Task statement ::
Report each line in the records that contains the word "street", matching its case exactly.

Provided records ::
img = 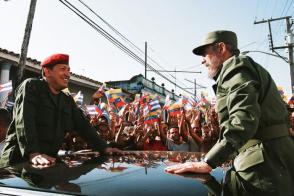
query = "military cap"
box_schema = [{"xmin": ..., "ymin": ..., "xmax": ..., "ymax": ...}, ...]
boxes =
[
  {"xmin": 41, "ymin": 54, "xmax": 69, "ymax": 67},
  {"xmin": 193, "ymin": 30, "xmax": 238, "ymax": 55}
]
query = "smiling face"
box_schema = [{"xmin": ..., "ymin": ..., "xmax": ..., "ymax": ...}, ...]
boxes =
[
  {"xmin": 44, "ymin": 64, "xmax": 70, "ymax": 94},
  {"xmin": 202, "ymin": 45, "xmax": 223, "ymax": 79}
]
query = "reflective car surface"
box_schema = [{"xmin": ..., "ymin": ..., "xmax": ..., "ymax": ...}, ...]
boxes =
[{"xmin": 0, "ymin": 151, "xmax": 226, "ymax": 196}]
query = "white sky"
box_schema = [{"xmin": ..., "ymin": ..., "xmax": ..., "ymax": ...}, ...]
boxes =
[{"xmin": 0, "ymin": 0, "xmax": 294, "ymax": 98}]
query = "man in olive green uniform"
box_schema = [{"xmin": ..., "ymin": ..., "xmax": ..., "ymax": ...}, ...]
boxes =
[
  {"xmin": 0, "ymin": 54, "xmax": 117, "ymax": 166},
  {"xmin": 166, "ymin": 31, "xmax": 294, "ymax": 195}
]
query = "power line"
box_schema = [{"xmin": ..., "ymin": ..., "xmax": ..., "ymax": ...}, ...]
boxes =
[
  {"xmin": 78, "ymin": 0, "xmax": 191, "ymax": 92},
  {"xmin": 59, "ymin": 0, "xmax": 191, "ymax": 94}
]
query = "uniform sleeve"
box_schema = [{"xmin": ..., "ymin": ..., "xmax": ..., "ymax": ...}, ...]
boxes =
[
  {"xmin": 71, "ymin": 99, "xmax": 108, "ymax": 152},
  {"xmin": 205, "ymin": 69, "xmax": 261, "ymax": 168},
  {"xmin": 14, "ymin": 80, "xmax": 39, "ymax": 157}
]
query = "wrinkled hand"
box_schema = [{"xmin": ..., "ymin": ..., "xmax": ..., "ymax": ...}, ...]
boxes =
[
  {"xmin": 29, "ymin": 153, "xmax": 56, "ymax": 167},
  {"xmin": 104, "ymin": 148, "xmax": 124, "ymax": 155},
  {"xmin": 165, "ymin": 162, "xmax": 212, "ymax": 174}
]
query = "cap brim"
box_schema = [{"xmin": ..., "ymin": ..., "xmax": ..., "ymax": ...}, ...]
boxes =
[{"xmin": 192, "ymin": 44, "xmax": 210, "ymax": 56}]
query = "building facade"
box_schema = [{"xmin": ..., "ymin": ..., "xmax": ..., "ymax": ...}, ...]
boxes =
[{"xmin": 106, "ymin": 74, "xmax": 179, "ymax": 103}]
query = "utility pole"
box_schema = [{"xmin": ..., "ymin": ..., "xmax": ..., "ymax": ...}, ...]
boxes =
[
  {"xmin": 145, "ymin": 42, "xmax": 148, "ymax": 79},
  {"xmin": 194, "ymin": 78, "xmax": 197, "ymax": 100},
  {"xmin": 286, "ymin": 18, "xmax": 294, "ymax": 94},
  {"xmin": 14, "ymin": 0, "xmax": 37, "ymax": 89},
  {"xmin": 254, "ymin": 16, "xmax": 294, "ymax": 93}
]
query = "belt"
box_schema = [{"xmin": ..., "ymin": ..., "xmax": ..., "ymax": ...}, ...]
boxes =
[{"xmin": 238, "ymin": 124, "xmax": 290, "ymax": 153}]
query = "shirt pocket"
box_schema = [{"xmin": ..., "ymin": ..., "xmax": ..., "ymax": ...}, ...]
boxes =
[
  {"xmin": 234, "ymin": 144, "xmax": 264, "ymax": 172},
  {"xmin": 61, "ymin": 107, "xmax": 73, "ymax": 131}
]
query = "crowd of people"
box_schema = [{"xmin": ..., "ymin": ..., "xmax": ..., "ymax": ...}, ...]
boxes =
[{"xmin": 58, "ymin": 86, "xmax": 294, "ymax": 153}]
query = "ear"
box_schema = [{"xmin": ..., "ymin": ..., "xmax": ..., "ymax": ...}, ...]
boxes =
[{"xmin": 218, "ymin": 42, "xmax": 227, "ymax": 53}]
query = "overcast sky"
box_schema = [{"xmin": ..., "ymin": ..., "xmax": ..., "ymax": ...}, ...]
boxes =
[{"xmin": 0, "ymin": 0, "xmax": 294, "ymax": 96}]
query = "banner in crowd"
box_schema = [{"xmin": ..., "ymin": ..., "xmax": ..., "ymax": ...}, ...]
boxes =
[
  {"xmin": 105, "ymin": 89, "xmax": 125, "ymax": 111},
  {"xmin": 0, "ymin": 81, "xmax": 12, "ymax": 108}
]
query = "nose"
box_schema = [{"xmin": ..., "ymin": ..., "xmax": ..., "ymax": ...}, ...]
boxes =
[{"xmin": 201, "ymin": 57, "xmax": 206, "ymax": 65}]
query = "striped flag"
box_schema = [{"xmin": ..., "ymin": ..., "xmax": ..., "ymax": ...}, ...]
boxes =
[
  {"xmin": 105, "ymin": 89, "xmax": 125, "ymax": 111},
  {"xmin": 163, "ymin": 95, "xmax": 172, "ymax": 110},
  {"xmin": 0, "ymin": 81, "xmax": 12, "ymax": 108},
  {"xmin": 149, "ymin": 100, "xmax": 161, "ymax": 112}
]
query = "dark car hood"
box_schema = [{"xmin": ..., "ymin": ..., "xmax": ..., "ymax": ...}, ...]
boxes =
[{"xmin": 0, "ymin": 151, "xmax": 226, "ymax": 196}]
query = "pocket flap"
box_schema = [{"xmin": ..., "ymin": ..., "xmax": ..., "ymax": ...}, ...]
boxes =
[{"xmin": 234, "ymin": 145, "xmax": 264, "ymax": 171}]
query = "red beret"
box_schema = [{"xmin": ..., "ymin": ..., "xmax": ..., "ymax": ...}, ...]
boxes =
[{"xmin": 41, "ymin": 54, "xmax": 69, "ymax": 67}]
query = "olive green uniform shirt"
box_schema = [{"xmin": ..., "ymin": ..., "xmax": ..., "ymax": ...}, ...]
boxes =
[
  {"xmin": 205, "ymin": 56, "xmax": 294, "ymax": 195},
  {"xmin": 0, "ymin": 79, "xmax": 107, "ymax": 166}
]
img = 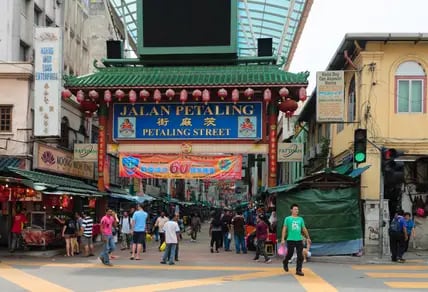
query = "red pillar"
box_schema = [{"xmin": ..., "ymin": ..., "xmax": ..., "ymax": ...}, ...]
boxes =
[
  {"xmin": 267, "ymin": 103, "xmax": 278, "ymax": 187},
  {"xmin": 98, "ymin": 101, "xmax": 107, "ymax": 192}
]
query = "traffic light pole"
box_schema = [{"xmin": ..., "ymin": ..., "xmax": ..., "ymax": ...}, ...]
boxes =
[{"xmin": 367, "ymin": 139, "xmax": 385, "ymax": 259}]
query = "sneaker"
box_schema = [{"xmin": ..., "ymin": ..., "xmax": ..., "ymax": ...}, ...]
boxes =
[{"xmin": 282, "ymin": 260, "xmax": 288, "ymax": 272}]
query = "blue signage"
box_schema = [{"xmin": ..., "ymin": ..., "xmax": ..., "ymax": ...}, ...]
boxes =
[{"xmin": 113, "ymin": 102, "xmax": 263, "ymax": 140}]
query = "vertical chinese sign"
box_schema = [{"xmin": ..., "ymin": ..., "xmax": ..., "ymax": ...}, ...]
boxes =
[{"xmin": 34, "ymin": 27, "xmax": 63, "ymax": 137}]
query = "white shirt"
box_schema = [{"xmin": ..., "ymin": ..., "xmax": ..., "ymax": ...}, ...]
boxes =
[
  {"xmin": 163, "ymin": 221, "xmax": 180, "ymax": 243},
  {"xmin": 155, "ymin": 216, "xmax": 169, "ymax": 233}
]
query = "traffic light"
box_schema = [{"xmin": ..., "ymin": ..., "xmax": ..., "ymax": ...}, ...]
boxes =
[
  {"xmin": 381, "ymin": 148, "xmax": 404, "ymax": 185},
  {"xmin": 354, "ymin": 129, "xmax": 367, "ymax": 163}
]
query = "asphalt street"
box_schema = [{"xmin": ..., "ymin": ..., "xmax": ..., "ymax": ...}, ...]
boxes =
[{"xmin": 0, "ymin": 226, "xmax": 428, "ymax": 292}]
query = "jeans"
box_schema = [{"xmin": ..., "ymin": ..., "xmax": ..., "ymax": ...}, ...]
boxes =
[
  {"xmin": 100, "ymin": 235, "xmax": 116, "ymax": 264},
  {"xmin": 284, "ymin": 240, "xmax": 303, "ymax": 272},
  {"xmin": 255, "ymin": 239, "xmax": 269, "ymax": 261},
  {"xmin": 162, "ymin": 243, "xmax": 177, "ymax": 265},
  {"xmin": 234, "ymin": 234, "xmax": 247, "ymax": 253},
  {"xmin": 223, "ymin": 232, "xmax": 230, "ymax": 250}
]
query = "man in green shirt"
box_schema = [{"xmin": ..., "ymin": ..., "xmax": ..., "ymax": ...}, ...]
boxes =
[{"xmin": 281, "ymin": 204, "xmax": 311, "ymax": 276}]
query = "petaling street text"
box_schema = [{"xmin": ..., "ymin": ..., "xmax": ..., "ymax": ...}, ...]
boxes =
[
  {"xmin": 143, "ymin": 128, "xmax": 231, "ymax": 137},
  {"xmin": 120, "ymin": 104, "xmax": 254, "ymax": 117}
]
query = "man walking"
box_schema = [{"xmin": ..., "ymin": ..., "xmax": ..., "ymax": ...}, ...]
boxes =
[
  {"xmin": 99, "ymin": 209, "xmax": 116, "ymax": 266},
  {"xmin": 161, "ymin": 214, "xmax": 180, "ymax": 265},
  {"xmin": 80, "ymin": 213, "xmax": 94, "ymax": 257},
  {"xmin": 281, "ymin": 204, "xmax": 311, "ymax": 276},
  {"xmin": 131, "ymin": 204, "xmax": 148, "ymax": 261}
]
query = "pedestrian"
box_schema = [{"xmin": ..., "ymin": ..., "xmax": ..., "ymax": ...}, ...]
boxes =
[
  {"xmin": 253, "ymin": 215, "xmax": 272, "ymax": 264},
  {"xmin": 221, "ymin": 210, "xmax": 232, "ymax": 251},
  {"xmin": 389, "ymin": 210, "xmax": 408, "ymax": 263},
  {"xmin": 10, "ymin": 209, "xmax": 28, "ymax": 252},
  {"xmin": 281, "ymin": 204, "xmax": 312, "ymax": 276},
  {"xmin": 404, "ymin": 212, "xmax": 416, "ymax": 252},
  {"xmin": 155, "ymin": 211, "xmax": 169, "ymax": 251},
  {"xmin": 99, "ymin": 209, "xmax": 116, "ymax": 266},
  {"xmin": 80, "ymin": 213, "xmax": 94, "ymax": 257},
  {"xmin": 120, "ymin": 211, "xmax": 132, "ymax": 250},
  {"xmin": 190, "ymin": 213, "xmax": 201, "ymax": 242},
  {"xmin": 160, "ymin": 214, "xmax": 180, "ymax": 265},
  {"xmin": 232, "ymin": 211, "xmax": 247, "ymax": 253},
  {"xmin": 209, "ymin": 213, "xmax": 223, "ymax": 253},
  {"xmin": 131, "ymin": 204, "xmax": 148, "ymax": 261}
]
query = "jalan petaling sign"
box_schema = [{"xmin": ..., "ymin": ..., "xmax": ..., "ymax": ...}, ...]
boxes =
[
  {"xmin": 113, "ymin": 102, "xmax": 263, "ymax": 140},
  {"xmin": 277, "ymin": 143, "xmax": 303, "ymax": 162}
]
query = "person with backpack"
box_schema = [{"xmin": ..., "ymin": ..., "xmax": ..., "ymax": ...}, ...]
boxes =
[{"xmin": 389, "ymin": 210, "xmax": 408, "ymax": 263}]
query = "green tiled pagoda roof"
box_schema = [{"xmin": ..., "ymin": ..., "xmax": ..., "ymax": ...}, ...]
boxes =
[{"xmin": 64, "ymin": 65, "xmax": 308, "ymax": 89}]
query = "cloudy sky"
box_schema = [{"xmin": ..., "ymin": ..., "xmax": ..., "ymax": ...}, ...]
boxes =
[{"xmin": 290, "ymin": 0, "xmax": 428, "ymax": 95}]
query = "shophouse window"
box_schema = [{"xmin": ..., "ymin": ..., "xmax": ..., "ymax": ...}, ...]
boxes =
[
  {"xmin": 395, "ymin": 61, "xmax": 426, "ymax": 113},
  {"xmin": 0, "ymin": 105, "xmax": 12, "ymax": 132}
]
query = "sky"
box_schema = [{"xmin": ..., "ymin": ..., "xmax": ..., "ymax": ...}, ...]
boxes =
[{"xmin": 290, "ymin": 0, "xmax": 428, "ymax": 95}]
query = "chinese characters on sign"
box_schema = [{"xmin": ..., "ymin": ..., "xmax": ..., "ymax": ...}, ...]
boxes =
[
  {"xmin": 113, "ymin": 102, "xmax": 262, "ymax": 140},
  {"xmin": 34, "ymin": 27, "xmax": 62, "ymax": 137},
  {"xmin": 317, "ymin": 71, "xmax": 345, "ymax": 122}
]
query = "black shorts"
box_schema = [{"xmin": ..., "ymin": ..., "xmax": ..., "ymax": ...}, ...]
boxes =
[{"xmin": 132, "ymin": 231, "xmax": 146, "ymax": 244}]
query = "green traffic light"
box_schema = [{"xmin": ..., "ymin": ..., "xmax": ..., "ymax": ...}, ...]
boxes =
[{"xmin": 354, "ymin": 152, "xmax": 366, "ymax": 162}]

Response for this exercise ::
query = "asphalt street"
query = "petaling street text"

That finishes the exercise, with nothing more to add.